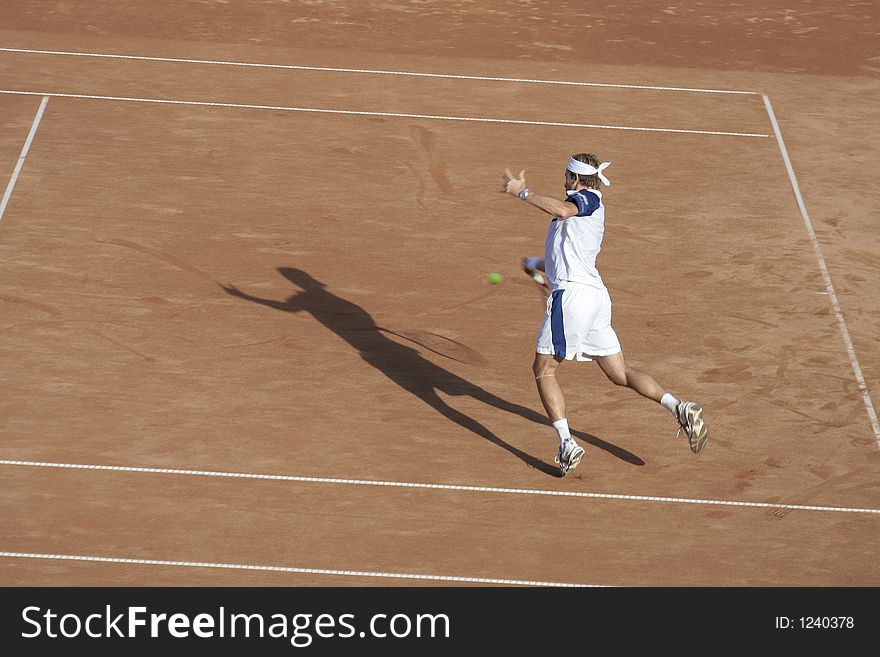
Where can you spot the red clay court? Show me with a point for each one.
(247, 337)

--

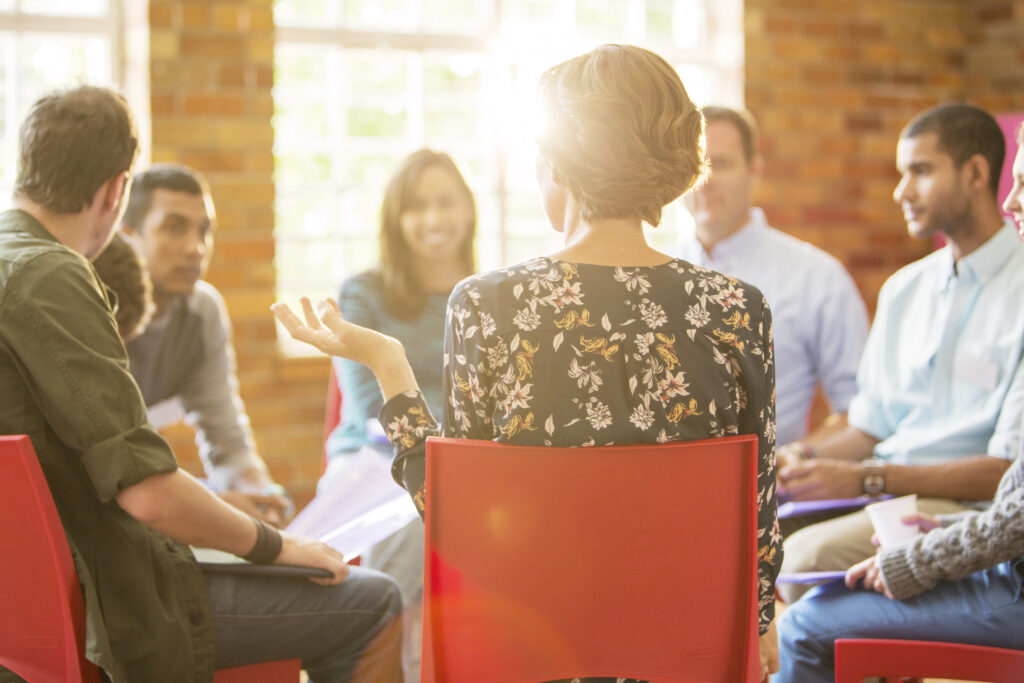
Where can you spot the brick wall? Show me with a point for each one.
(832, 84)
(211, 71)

## Written request:
List every line in the records above that contains the word "each".

## Result of the exercise:
Where can you spot the red clay court? Show me with a point for each one.
Where can you spot the brick wall? Show me with a point for each one.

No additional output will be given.